- EXTRACT TO READ -
## BEGIN

Why Joanna Scanlan loves subverting expectations in her new film, After Love
“Not a happy woman,” says Scanlan of her latest role, sounding very much the opposite, at home on a day off from filming. Today she’s promoting After Love, the debut feature by writer and director Aleem Khan, in which she stars as the lead.
Released this week, it is already winning awards and acclaim at festivals, including Cannes 2020 Critics’ Week, Telluride, Dublin, Rome and London Film Festivals, with Best Actress Award for Scanlan at Thessaloniki International Film Festival.
After Love sees Scanlan in the lead role as Mary Hussain, the beating heart of the film, playing a woman who converted to Islam when she married and living happily in Dover with her husband, Ahmed, who works on the Channel ferries. When he dies suddenly, she is hit by the discovery he had a secret life in Calais, and sets off to find out more. Alongside Scanlan is Nasser Memarzia as her husband, Nathalie Richard as his mistress, and Talid Ariss as his son.
Scanlan is in the middle of a day of press interviews, speaking from Croydon in South London where she lives with husband Neil, an accountant who pops his head round the door and offers his parched partner a cup of tea. “Lovely,” she says.
He sounds it, which is obviously what Scanlan thought when they met at a yoga festival in Devon in 2007 and married two years later.
Life is sweet for Scanlan, now 59, ever since her ‘casting age’ caught up with her real age and the jobs started to come, after fighting to get into the business when she was younger. Graduating from Cambridge and being a member of the university’s Footlights with twentysomething productions and Edinburgh summers under her belt, nevertheless her career stalled and she didn’t turn professional until she was 34.
“I just couldn't get in,” she explains. “Couldn’t find a way in to the profession. I didn’t arrive as an ingenue and was never going to be that, casting bracket-wise, in my twenties. I needed to catch up with my own natural setpoint casting age.”
Before that she had to deal with rejection, despite having won Best Actress at the National Student Drama Festival and having the highest marks in the country for drama.
“All of that meant nothing. You're in a market place. And how are you going to provide something somebody might want?”
So Scanlan went into teaching at Leicester Polytechnic and while she was at it, got herself a drama school education.

## END

(Source records)
## BEGIN

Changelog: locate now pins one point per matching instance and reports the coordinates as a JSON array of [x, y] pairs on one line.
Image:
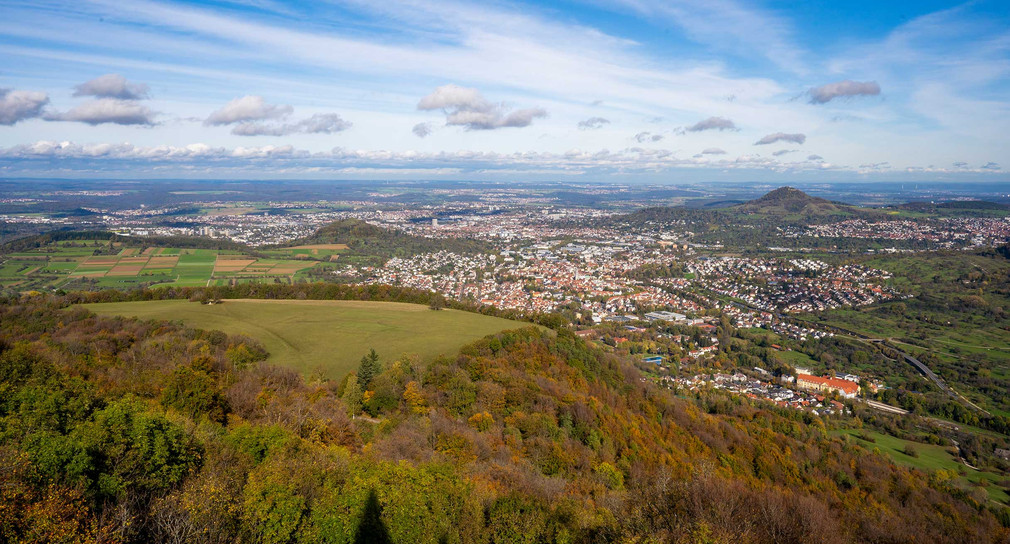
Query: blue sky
[[587, 90]]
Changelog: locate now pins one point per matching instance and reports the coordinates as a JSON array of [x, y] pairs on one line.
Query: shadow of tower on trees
[[371, 529]]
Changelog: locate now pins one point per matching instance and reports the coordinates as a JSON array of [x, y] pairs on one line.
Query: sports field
[[326, 336]]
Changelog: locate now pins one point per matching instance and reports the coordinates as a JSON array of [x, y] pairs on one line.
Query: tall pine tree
[[369, 368]]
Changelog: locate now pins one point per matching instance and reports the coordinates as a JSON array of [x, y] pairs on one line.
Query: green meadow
[[930, 457], [326, 337]]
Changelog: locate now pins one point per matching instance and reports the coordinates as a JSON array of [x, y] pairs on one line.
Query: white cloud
[[842, 89], [320, 123], [107, 110], [642, 137], [422, 129], [781, 136], [247, 108], [468, 108], [17, 106], [269, 159], [712, 123], [112, 86], [593, 123]]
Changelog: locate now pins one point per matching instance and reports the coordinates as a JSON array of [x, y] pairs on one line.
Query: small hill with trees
[[368, 241], [790, 201]]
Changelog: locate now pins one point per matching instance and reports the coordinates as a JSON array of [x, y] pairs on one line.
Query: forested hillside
[[114, 430]]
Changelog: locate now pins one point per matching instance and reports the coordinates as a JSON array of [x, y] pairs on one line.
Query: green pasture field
[[60, 264], [930, 457], [327, 337]]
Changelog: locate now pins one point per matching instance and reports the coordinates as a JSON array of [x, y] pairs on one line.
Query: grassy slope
[[328, 336], [930, 458]]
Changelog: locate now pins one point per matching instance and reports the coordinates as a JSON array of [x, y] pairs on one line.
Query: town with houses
[[548, 257]]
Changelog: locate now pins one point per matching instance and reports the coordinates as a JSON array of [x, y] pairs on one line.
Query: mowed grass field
[[930, 457], [62, 263], [328, 337]]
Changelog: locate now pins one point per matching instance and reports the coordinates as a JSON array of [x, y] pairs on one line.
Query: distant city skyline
[[582, 90]]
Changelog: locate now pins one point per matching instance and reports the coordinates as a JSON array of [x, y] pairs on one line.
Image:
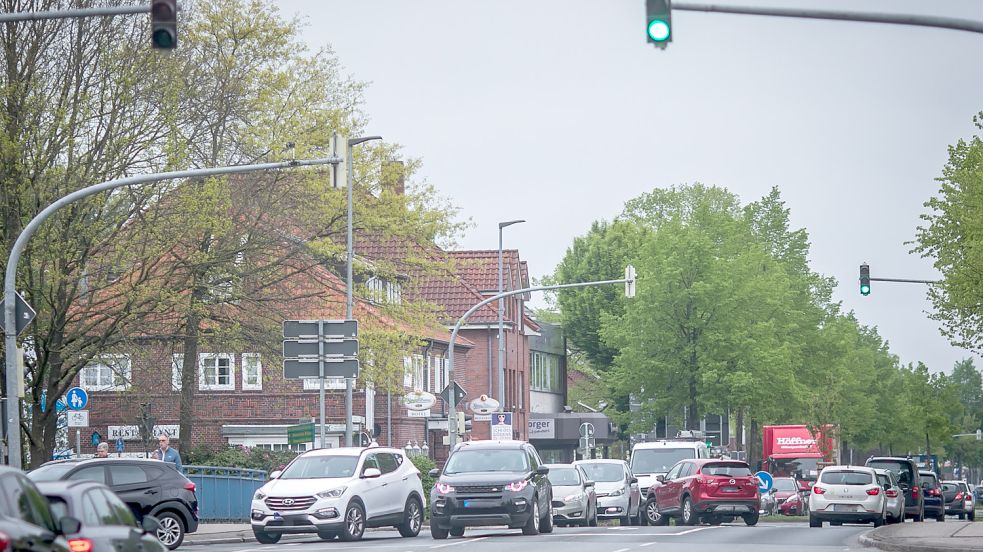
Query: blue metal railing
[[224, 494]]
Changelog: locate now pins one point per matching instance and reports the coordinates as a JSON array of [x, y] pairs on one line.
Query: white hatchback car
[[847, 494], [339, 492]]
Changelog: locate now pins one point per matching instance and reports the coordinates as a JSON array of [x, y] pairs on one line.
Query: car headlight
[[332, 493]]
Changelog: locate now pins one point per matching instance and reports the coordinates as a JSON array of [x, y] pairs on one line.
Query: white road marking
[[458, 542]]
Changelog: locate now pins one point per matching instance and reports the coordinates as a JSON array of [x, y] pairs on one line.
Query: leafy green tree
[[952, 236]]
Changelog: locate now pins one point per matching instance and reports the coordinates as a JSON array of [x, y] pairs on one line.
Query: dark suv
[[26, 521], [148, 487], [906, 472], [491, 483]]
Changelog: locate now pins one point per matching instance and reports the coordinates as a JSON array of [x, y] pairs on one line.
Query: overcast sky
[[557, 112]]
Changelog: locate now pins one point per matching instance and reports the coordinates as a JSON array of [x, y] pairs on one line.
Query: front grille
[[290, 504]]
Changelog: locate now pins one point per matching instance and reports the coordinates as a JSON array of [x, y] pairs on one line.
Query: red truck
[[793, 451]]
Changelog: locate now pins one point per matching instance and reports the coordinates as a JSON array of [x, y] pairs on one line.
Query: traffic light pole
[[451, 406], [11, 426], [840, 15]]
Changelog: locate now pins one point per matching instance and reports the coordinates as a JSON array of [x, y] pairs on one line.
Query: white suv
[[339, 492]]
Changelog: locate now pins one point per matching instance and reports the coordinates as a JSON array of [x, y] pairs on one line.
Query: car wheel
[[412, 518], [531, 527], [263, 537], [354, 525], [750, 519], [546, 522], [171, 530]]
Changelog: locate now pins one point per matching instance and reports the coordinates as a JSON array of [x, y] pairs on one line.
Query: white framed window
[[177, 365], [330, 384], [252, 372], [216, 372], [107, 373]]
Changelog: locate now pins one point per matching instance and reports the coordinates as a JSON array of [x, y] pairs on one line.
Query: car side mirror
[[69, 525], [150, 524]]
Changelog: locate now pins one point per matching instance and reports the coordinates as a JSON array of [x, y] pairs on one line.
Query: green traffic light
[[659, 30]]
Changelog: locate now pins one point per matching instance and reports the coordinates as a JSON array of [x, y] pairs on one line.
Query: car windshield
[[317, 467], [602, 471], [51, 472], [728, 469], [786, 484], [564, 477], [487, 460], [660, 460], [846, 478], [902, 470]]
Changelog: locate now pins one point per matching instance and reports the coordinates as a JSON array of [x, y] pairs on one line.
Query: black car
[[906, 472], [26, 520], [491, 483], [932, 490], [107, 523], [148, 487]]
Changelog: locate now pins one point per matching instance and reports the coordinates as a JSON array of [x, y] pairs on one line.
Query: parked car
[[491, 483], [339, 492], [618, 495], [847, 494], [959, 499], [107, 522], [574, 501], [708, 490], [26, 520], [906, 472], [148, 487], [893, 494], [932, 491]]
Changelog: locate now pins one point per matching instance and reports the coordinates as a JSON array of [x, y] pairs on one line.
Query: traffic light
[[163, 24], [659, 18]]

## END

- EXERCISE DESCRIPTION -
Edit the Joanna Scanlan profile by writing out the part that opens with "He sounds it, which" and closes with "she was 34.", replacing "Cambridge" with "Oxford".

- SOLUTION TO THE PROBLEM -
He sounds it, which is obviously what Scanlan thought when they met at a yoga festival in Devon in 2007 and married two years later.
Life is sweet for Scanlan, now 59, ever since her ‘casting age’ caught up with her real age and the jobs started to come, after fighting to get into the business when she was younger. Graduating from Oxford and being a member of the university’s Footlights with twentysomething productions and Edinburgh summers under her belt, nevertheless her career stalled and she didn’t turn professional until she was 34.